When she left, one of my chickens came over to the newly turned shallot beds, looking for some easy worms, which she would happily convert to manure and eggs. (I celebrate an old-fashioned Easter where the eggs are delivered by chickens, not bunnies.) But I love my worms, so I shooed away the chicken. Instead of running away, she squatted down, held out her folded wings, and shook her head nervously, quivering her whole body.
I reached down, took a firm hold of her tail feathers, and shook vigorously. After a moment I let go, and she walked off like nothing had happened. Then all the sudden she shook herself and all her feathers puffed out enormously. When her feathers settled down, she went straight back into the old hunt ’n’ peck and back into the shallot bed. I tossed a pebble at her to finally get her away.
Any day now, when I plant salad mix, the chickens will be banished from the garden entirely. Chickens are bad enough on shallots, digging them up with their scratching, but they eat salad mix. So, I will control access to my forbidden fruit (the garden) since my Adam and Eve (the chickens) can’t behave. Fixated on their desire to dig and eat, and not upon the good of the whole garden, the chickens affirmed they cannot be trusted with free will.
And if you think humans are any different, consider the March 12 issue of Time magazine, which had a cover photo of an apple and the words: “Forget Organic. Eat Local.”
The article’s author, New York resident John Cloud, was at the grocery store obsessing between a California-grown organic apple and a locally-grown apple from a tree sprayed with bug and fungus poisons. To research future choices, he bought them both.
The California apple, perhaps worn from its long journey to the East, didn’t taste as good to him as the New York apple.
But he worried about getting cancer from the chemical residues on the local, non-organic apple. So he dove into the scientific literature on the subject, and the evidence he found didn’t convince him the chemicals in question posed a problem.
Thus assured, the local apple won, purely for flavor and not, he constantly reminds us, for “lefty” reasons. Farmers’ markets are too inconvenient, he complains, and food co-ops “too political.” He’s perfectly happy at Whole Foods supermarket, and if the California apple tasted better he’d have chosen it, despite all the extra hydrocarbons used in getting it here.
Cloud’s choices are clearly driven by a “me me me” way of thinking rather than by any consideration that his piece of fruit is part of a larger garden. He’s like my chicken—a bit more clever, certainly, but hardly wiser. The truly wise, like the lady who worships at the church of dirt, know that if you love the earth, chickens, farmers and gardens that feed you, your food will taste even better. Amen.
Ask Chef Boy Ari: Deer dilemma
Q: Chef Boy Ari,
I live in central Missoula, and the deer visit my yard nightly. I haven’t seen tulip blossoms for years; last year my new Montana native landscaping took a hard hit. I once put cayenne pepper on the gardens and it may have worked until the rain washed it off.

Collected data
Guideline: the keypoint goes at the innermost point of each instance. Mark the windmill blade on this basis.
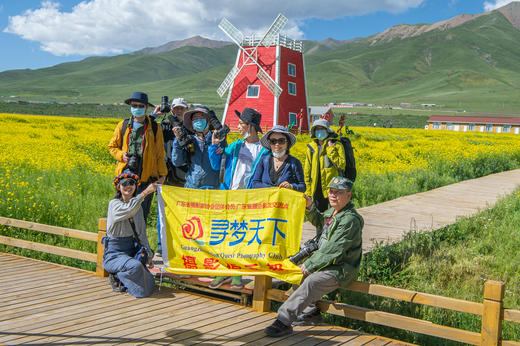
(226, 83)
(273, 31)
(231, 31)
(269, 82)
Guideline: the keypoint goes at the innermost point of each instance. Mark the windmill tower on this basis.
(268, 76)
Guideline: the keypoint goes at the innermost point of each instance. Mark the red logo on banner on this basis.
(192, 229)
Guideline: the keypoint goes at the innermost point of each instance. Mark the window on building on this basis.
(292, 88)
(253, 90)
(292, 118)
(291, 70)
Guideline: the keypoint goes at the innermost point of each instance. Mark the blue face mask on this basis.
(321, 134)
(137, 112)
(199, 125)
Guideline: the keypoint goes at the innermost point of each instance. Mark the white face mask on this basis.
(278, 155)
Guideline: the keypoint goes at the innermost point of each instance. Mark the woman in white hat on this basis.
(324, 159)
(279, 168)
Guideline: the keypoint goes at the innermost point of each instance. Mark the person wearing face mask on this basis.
(279, 168)
(200, 174)
(241, 161)
(138, 146)
(324, 159)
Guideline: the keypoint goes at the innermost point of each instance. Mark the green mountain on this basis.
(470, 62)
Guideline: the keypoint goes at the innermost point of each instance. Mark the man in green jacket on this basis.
(335, 264)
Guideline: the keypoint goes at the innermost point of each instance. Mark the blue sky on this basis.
(38, 33)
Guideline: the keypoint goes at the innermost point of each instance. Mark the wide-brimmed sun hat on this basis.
(187, 119)
(264, 141)
(250, 116)
(138, 96)
(124, 176)
(323, 123)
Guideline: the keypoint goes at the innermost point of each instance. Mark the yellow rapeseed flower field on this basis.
(68, 143)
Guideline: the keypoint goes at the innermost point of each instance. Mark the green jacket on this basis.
(339, 245)
(326, 164)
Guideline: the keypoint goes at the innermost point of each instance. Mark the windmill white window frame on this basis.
(253, 87)
(291, 88)
(291, 69)
(292, 118)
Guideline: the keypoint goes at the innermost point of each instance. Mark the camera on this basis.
(309, 247)
(134, 164)
(165, 105)
(220, 130)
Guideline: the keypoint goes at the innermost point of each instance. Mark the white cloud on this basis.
(493, 5)
(115, 26)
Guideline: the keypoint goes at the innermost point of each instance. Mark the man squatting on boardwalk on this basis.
(335, 264)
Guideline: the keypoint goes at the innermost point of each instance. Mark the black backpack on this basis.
(350, 164)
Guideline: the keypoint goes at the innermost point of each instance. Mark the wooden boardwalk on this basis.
(388, 222)
(44, 303)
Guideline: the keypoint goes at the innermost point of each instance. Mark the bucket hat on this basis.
(139, 97)
(323, 123)
(188, 121)
(251, 117)
(179, 102)
(341, 183)
(124, 176)
(264, 141)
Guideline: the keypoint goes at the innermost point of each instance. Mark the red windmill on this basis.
(268, 76)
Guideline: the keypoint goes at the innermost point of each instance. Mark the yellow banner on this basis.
(231, 232)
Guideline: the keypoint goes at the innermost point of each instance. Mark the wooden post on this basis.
(102, 227)
(260, 301)
(492, 313)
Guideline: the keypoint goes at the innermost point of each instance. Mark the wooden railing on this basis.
(492, 311)
(56, 250)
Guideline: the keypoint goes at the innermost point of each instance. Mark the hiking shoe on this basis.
(277, 329)
(117, 286)
(219, 281)
(313, 318)
(236, 282)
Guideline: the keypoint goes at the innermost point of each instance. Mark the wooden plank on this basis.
(400, 322)
(67, 232)
(129, 308)
(512, 315)
(491, 331)
(416, 297)
(86, 256)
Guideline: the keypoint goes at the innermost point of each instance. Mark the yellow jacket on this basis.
(153, 154)
(330, 158)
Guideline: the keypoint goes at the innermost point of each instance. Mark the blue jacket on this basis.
(292, 173)
(200, 173)
(231, 162)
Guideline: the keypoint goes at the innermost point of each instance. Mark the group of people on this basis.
(184, 148)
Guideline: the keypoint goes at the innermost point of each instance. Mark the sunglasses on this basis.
(280, 141)
(128, 183)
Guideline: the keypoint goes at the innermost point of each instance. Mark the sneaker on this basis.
(115, 283)
(309, 319)
(277, 329)
(219, 281)
(236, 283)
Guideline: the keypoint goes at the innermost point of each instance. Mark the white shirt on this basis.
(246, 158)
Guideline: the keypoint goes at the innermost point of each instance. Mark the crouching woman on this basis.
(124, 220)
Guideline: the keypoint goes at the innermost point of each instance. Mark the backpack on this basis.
(350, 164)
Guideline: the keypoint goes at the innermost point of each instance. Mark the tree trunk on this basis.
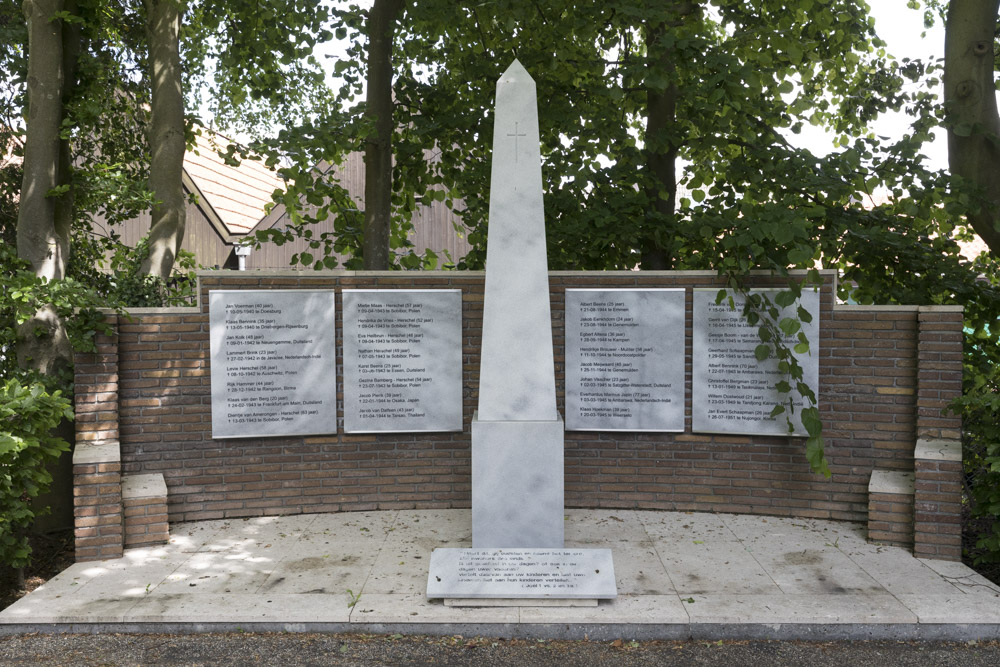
(166, 136)
(44, 221)
(970, 102)
(40, 240)
(378, 146)
(661, 154)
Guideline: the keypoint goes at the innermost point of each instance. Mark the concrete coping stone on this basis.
(938, 450)
(144, 486)
(891, 481)
(942, 309)
(106, 451)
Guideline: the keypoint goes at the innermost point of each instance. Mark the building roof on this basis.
(238, 194)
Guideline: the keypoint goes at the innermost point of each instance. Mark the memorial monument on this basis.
(517, 432)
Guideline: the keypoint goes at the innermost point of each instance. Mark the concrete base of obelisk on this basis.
(517, 484)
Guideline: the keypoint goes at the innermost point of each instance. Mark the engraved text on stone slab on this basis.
(625, 359)
(273, 362)
(731, 391)
(402, 360)
(522, 573)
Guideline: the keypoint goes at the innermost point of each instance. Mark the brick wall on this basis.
(868, 394)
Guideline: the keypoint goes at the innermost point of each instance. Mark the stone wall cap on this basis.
(938, 450)
(890, 308)
(144, 486)
(106, 451)
(891, 481)
(941, 309)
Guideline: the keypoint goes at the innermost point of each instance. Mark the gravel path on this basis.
(314, 649)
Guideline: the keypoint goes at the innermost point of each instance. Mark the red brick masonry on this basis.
(886, 374)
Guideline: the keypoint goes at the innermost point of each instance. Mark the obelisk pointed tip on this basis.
(516, 72)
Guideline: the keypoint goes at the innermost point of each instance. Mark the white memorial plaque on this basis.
(731, 391)
(625, 359)
(273, 362)
(522, 573)
(402, 360)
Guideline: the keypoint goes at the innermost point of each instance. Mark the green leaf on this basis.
(789, 326)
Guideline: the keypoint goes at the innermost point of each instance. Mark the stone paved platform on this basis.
(679, 575)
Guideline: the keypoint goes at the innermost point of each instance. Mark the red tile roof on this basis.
(238, 194)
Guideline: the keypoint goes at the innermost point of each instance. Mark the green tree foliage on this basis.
(28, 414)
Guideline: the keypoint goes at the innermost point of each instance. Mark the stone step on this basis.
(144, 498)
(890, 508)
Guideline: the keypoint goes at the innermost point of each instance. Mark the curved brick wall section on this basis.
(868, 389)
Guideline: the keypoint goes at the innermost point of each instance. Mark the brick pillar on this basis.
(97, 488)
(97, 501)
(937, 457)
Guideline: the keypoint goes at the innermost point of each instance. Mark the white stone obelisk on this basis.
(517, 433)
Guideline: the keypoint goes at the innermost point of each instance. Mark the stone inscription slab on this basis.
(273, 363)
(731, 391)
(522, 573)
(625, 360)
(402, 360)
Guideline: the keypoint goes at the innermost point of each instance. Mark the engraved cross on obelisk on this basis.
(517, 433)
(516, 135)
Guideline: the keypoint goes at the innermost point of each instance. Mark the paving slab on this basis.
(679, 574)
(240, 608)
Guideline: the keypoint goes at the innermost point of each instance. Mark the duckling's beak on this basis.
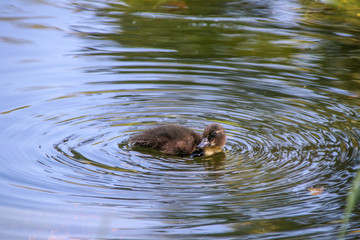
(204, 143)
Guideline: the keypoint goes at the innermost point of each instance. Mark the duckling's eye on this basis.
(213, 134)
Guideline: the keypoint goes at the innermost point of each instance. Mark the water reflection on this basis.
(275, 74)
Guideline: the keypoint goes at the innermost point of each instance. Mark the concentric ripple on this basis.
(68, 171)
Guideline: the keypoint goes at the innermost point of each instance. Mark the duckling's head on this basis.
(213, 139)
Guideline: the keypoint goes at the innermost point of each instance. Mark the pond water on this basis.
(78, 78)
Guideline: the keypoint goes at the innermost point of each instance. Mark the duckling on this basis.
(178, 140)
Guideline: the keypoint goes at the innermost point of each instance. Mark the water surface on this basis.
(78, 78)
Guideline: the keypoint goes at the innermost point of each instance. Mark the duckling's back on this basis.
(170, 139)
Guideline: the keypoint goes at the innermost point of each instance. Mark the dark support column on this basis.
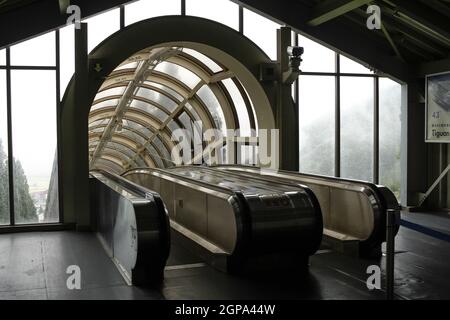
(75, 140)
(241, 19)
(285, 116)
(376, 132)
(10, 145)
(58, 128)
(337, 120)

**What to do**
1. Answer these questions using the column:
(a) What kind of garden beds did the chicken come to in search of worms?
(b) Which issue of Time magazine had an apple on its cover?
(c) Where does the person writing to Chef Boy Ari live?
2. List every place to buy food that the column mentions.
None of the rows is needed for this work.

**Solved problems**
1.
(a) The newly turned shallot beds.
(b) The March 12 issue.
(c) In central Missoula.

2.
- Grocery store
- Farmers' markets
- Food co-ops
- Whole Foods supermarket